Document:
────

President Donald Trump and his allies are taking increasingly frantic steps to subvert the results of the 2020 election, including summoning state legislators to the White House as part of a longshot bid to overturn Joe Biden's victory.
Among other last-ditch tactics: personally calling local election officials who are trying to rescind their certification votes in Michigan, suggesting in a legal challenge that Pennsylvania set aside the popular vote there and pressuring county officials in Arizona to delay certifying vote tallies.
Election law experts see it as the last, dying gasps of the Trump campaign and say Biden is certain to walk into the Oval Office come January. But there is great concern that Trump's effort is doing real damage to public faith in the integrity of U.S. elections.
Sen. Mitt Romney, R-Utah, one of Trump's most vocal GOP critics, accused Trump of resorting to “overt pressure on state and local officials to subvert the will of the people and overturn the election.”
Romney added, “It is difficult to imagine a worse, more undemocratic action by a sitting American President.” Trump's own election security agency has declared the 2020 presidential election to have been the most secure in history. Days after that statement was issued, Trump fired the agency's leader.

────

Supplied records:
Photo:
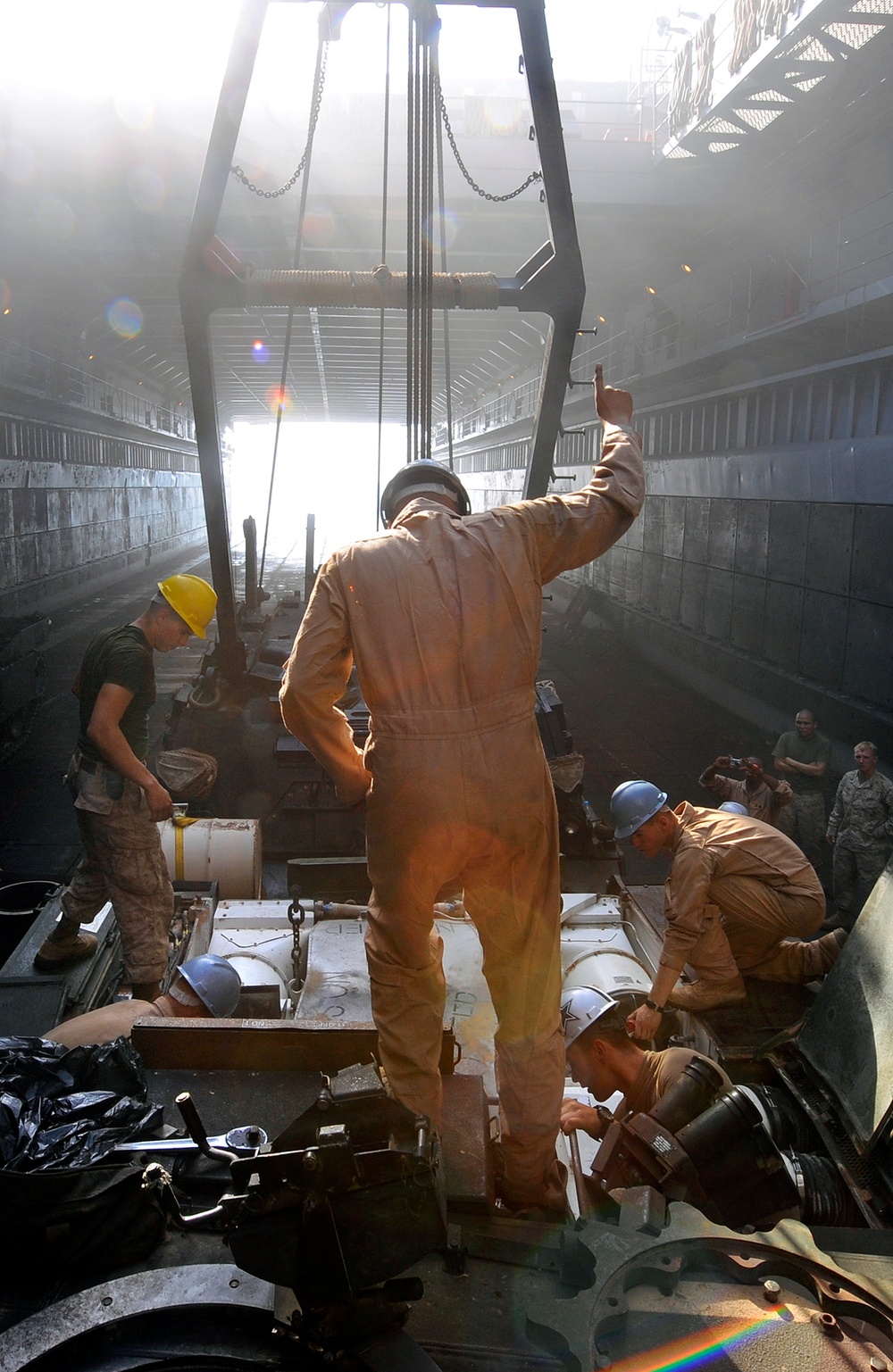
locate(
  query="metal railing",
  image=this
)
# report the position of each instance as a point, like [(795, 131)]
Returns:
[(35, 373)]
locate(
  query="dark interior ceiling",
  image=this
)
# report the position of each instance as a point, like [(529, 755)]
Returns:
[(95, 206), (99, 210)]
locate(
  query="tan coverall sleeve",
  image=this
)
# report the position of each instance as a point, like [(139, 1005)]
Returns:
[(685, 896), (316, 675), (573, 530)]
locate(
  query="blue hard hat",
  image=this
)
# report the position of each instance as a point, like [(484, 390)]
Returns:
[(215, 981), (632, 802)]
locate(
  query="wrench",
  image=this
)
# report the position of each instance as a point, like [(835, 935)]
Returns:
[(246, 1141)]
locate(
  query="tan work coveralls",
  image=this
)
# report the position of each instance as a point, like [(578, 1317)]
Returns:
[(736, 894), (443, 619)]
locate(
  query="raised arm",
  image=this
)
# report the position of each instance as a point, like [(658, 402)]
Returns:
[(573, 530)]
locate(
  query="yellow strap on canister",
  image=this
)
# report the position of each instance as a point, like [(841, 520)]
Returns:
[(179, 822)]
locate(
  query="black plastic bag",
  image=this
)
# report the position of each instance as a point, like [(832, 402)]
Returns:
[(68, 1108)]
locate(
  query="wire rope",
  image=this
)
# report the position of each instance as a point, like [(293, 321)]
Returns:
[(447, 372), (386, 153), (305, 165), (420, 154)]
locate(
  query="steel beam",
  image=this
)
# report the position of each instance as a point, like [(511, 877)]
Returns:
[(552, 283)]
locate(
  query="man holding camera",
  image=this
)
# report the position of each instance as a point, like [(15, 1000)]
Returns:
[(762, 794)]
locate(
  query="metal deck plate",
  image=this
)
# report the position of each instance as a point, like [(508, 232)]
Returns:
[(848, 1035)]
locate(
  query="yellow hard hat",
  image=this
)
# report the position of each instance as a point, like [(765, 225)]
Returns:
[(194, 600)]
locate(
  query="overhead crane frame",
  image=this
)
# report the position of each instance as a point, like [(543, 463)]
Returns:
[(549, 283)]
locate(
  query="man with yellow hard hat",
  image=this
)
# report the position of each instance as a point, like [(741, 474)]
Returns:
[(118, 802)]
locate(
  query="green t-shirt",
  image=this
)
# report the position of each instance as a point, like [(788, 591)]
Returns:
[(121, 657), (815, 749)]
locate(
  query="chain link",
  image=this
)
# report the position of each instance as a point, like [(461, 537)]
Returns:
[(478, 189), (314, 114)]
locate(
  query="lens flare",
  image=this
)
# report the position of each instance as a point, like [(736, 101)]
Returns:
[(706, 1346), (279, 401), (125, 317), (432, 228)]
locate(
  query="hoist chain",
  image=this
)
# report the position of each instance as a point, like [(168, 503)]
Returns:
[(314, 114), (478, 189)]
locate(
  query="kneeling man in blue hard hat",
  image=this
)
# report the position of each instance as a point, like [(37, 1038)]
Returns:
[(204, 988), (737, 892), (604, 1058)]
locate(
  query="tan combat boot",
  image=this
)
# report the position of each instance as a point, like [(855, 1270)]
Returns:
[(708, 995), (63, 947)]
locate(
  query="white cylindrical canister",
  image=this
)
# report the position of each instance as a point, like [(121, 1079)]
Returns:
[(612, 970), (227, 851)]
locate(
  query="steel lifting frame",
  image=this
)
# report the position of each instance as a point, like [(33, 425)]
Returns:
[(549, 283)]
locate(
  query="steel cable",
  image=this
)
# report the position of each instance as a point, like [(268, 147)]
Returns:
[(305, 162), (386, 151)]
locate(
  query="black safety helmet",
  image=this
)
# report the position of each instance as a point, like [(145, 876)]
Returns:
[(424, 475)]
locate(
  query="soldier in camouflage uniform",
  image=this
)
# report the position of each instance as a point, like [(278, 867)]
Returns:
[(862, 832)]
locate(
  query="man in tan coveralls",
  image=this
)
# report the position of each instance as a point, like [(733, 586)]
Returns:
[(443, 619), (736, 894)]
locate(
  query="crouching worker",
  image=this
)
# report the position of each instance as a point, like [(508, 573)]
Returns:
[(604, 1058), (204, 988), (739, 899)]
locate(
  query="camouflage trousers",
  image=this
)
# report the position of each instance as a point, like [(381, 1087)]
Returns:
[(124, 863), (804, 820), (855, 874)]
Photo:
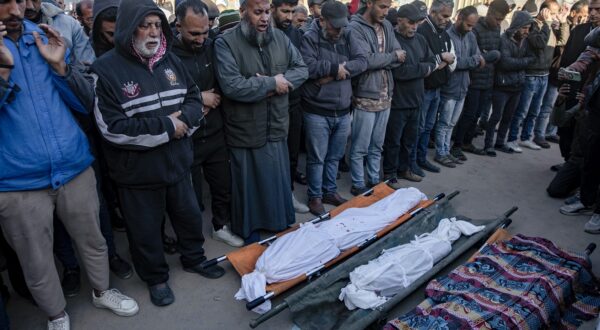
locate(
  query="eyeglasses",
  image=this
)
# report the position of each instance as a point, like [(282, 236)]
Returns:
[(147, 25)]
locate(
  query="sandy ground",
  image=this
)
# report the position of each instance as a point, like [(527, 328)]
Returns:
[(488, 186)]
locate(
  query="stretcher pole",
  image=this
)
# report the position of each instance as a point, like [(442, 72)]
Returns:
[(322, 217), (315, 272)]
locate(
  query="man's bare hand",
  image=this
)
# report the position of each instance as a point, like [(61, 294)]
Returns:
[(324, 81), (546, 15), (180, 127), (342, 72), (282, 85), (54, 51), (448, 57), (210, 99), (401, 55)]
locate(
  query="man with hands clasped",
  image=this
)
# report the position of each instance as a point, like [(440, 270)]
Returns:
[(333, 57)]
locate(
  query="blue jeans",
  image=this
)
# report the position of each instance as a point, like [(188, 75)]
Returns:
[(528, 108), (368, 134), (450, 110), (326, 139), (541, 123), (429, 111)]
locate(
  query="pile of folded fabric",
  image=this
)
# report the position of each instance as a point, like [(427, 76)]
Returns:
[(311, 246), (521, 283), (371, 285)]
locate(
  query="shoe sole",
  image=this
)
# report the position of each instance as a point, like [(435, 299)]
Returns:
[(124, 277), (120, 313)]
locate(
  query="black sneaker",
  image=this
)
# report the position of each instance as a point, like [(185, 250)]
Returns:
[(355, 191), (161, 294), (458, 154), (209, 272), (120, 267), (427, 166), (71, 282)]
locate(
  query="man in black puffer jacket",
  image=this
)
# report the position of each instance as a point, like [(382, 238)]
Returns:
[(333, 57), (479, 96), (510, 77), (211, 161), (147, 107)]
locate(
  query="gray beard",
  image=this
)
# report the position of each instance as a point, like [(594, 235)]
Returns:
[(254, 37)]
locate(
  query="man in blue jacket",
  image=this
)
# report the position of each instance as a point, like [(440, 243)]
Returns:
[(45, 165), (333, 58)]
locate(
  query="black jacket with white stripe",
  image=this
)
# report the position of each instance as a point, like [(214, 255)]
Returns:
[(133, 103)]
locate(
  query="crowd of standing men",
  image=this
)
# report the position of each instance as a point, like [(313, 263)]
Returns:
[(116, 120)]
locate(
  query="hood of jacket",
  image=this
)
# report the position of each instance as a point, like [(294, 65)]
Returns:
[(98, 43), (520, 19), (130, 14)]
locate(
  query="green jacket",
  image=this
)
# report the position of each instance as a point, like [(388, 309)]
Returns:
[(252, 117)]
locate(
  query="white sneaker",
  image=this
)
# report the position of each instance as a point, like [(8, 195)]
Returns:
[(62, 323), (529, 144), (116, 302), (299, 207), (226, 236), (575, 209), (514, 147), (593, 226)]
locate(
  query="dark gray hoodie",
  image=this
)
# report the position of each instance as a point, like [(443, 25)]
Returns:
[(369, 84), (322, 58), (98, 43)]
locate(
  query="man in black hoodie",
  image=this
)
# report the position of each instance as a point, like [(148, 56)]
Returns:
[(283, 11), (147, 107), (434, 31), (195, 50), (510, 78), (403, 124)]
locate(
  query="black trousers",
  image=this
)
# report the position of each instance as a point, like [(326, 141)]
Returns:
[(143, 211), (400, 140), (590, 178), (211, 161), (475, 101), (294, 138)]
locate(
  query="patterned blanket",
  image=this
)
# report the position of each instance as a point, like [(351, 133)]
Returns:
[(522, 283)]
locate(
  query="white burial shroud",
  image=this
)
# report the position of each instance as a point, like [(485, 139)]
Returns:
[(373, 284), (312, 246)]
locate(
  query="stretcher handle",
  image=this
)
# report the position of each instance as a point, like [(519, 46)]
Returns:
[(506, 223), (511, 211), (590, 249), (453, 194), (256, 302), (268, 315)]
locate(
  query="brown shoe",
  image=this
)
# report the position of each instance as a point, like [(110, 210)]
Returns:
[(315, 205), (410, 176), (334, 199)]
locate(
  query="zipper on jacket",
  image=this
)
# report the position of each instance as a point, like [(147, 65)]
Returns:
[(264, 62)]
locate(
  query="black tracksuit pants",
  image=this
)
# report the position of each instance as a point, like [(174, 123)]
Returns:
[(211, 161), (143, 211)]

────

Set of tasks:
1. Answer these from the election article:
(a) In which state were county officials pressured to delay certifying vote tallies?
(b) Which senator accused Trump of using "overt pressure on state and local officials"?
(c) What did Trump do days after his election security agency called the 2020 election the most secure in history?
2. Output the part of the election article between "President Donald Trump" and "Joe Biden's victory.", inclusive, unchanged.
The records have nothing to do with the election article.

Expected answers:
1.
(a) Arizona
(b) Sen. Mitt Romney, R-Utah
(c) He fired the agency's leader.

2.
President Donald Trump and his allies are taking increasingly frantic steps to subvert the results of the 2020 election, including summoning state legislators to the White House as part of a longshot bid to overturn Joe Biden's victory.